* [What is needed]
Output, exactly and in full, the entries that appear below.
**** Data shown ****
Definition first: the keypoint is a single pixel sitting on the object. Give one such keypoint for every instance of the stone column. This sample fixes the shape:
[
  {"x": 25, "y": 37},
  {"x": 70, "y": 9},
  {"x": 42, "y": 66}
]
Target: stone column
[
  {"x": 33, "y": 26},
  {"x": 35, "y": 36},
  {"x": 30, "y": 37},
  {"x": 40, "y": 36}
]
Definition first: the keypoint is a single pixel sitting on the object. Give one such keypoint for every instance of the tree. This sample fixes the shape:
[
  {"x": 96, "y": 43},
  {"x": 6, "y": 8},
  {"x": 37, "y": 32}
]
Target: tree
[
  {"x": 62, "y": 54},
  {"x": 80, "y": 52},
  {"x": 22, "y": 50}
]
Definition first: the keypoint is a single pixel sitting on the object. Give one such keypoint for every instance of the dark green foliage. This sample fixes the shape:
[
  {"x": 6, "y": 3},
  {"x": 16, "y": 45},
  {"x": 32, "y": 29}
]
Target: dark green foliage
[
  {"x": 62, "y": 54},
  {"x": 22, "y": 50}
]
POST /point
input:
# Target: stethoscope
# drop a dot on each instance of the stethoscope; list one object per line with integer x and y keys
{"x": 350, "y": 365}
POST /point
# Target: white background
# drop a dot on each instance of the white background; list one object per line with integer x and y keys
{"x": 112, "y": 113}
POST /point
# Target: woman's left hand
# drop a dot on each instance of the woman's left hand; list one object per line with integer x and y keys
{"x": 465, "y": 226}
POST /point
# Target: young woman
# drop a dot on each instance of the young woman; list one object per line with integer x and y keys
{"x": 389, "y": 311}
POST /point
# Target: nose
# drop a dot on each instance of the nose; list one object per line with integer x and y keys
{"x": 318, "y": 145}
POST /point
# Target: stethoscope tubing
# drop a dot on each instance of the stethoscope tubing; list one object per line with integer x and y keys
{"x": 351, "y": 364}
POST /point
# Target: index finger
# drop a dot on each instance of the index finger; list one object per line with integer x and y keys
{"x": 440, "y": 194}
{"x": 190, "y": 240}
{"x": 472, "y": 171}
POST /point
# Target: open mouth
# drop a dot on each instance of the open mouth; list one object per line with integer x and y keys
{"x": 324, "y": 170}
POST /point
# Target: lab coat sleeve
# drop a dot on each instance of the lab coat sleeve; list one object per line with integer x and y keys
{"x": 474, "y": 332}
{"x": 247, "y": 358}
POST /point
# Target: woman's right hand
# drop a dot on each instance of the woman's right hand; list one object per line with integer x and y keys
****
* [Worked solution]
Definition first: the keypoint is a single pixel sitting on the object. Give one such keypoint for every instance of the stone column. This sample fixes the shape:
[
  {"x": 25, "y": 37},
  {"x": 70, "y": 9},
  {"x": 42, "y": 66}
]
Target: stone column
[
  {"x": 33, "y": 26},
  {"x": 35, "y": 36},
  {"x": 30, "y": 37},
  {"x": 40, "y": 36}
]
Definition first: the keypoint is a single pixel sitting on the object. Give one such keypoint for every instance of the tree. This sample fixes the shape:
[
  {"x": 96, "y": 43},
  {"x": 6, "y": 8},
  {"x": 37, "y": 32}
]
Target: tree
[
  {"x": 62, "y": 54},
  {"x": 80, "y": 52},
  {"x": 22, "y": 50}
]
Definition first: the keypoint is a single pixel sitting on the object. Give one such keypoint for every instance of the dark green foliage. This sample fixes the shape:
[
  {"x": 6, "y": 3},
  {"x": 16, "y": 45},
  {"x": 32, "y": 29}
]
Target: dark green foliage
[
  {"x": 62, "y": 54},
  {"x": 22, "y": 50}
]
POST /point
input:
# Target: stethoscope
# drop a dot on each instance of the stethoscope; list one object per line with integer x and y keys
{"x": 350, "y": 365}
POST /point
# Target: white background
# drop a dot on each instance of the white background; list one object per line with integer x and y keys
{"x": 112, "y": 113}
POST /point
# Target: woman's left hand
# drop a dot on each instance of the woman's left hand; list one object per line with integer x and y keys
{"x": 465, "y": 226}
POST /point
# Target: young woman
# drop a dot on each instance of the young woman; list one object per line with integer x and y keys
{"x": 389, "y": 311}
POST /point
# Target: nose
# drop a dot on each instance of the nose; list one object per line with integer x and y keys
{"x": 318, "y": 145}
POST /point
# Target: stethoscope tubing
# drop a dot on each instance of the stethoscope tubing; list one object per line with integer x and y keys
{"x": 351, "y": 364}
POST /point
# Target: index finger
# drop a dot on each instance of the index finger; list one object per line with integer x and y keys
{"x": 440, "y": 194}
{"x": 190, "y": 240}
{"x": 472, "y": 171}
POST /point
# Target: open mouth
# drop a dot on each instance of the open mouth; list one object per line with integer x and y keys
{"x": 324, "y": 170}
POST /point
# Target: lab coat sleeve
# drop a dot on each instance of the lab coat sleeve; list one object per line with integer x and y keys
{"x": 474, "y": 332}
{"x": 247, "y": 358}
POST /point
# Target: woman's right hand
# drop a dot on each instance of the woman's right hand; list one object per line with integer x and y keys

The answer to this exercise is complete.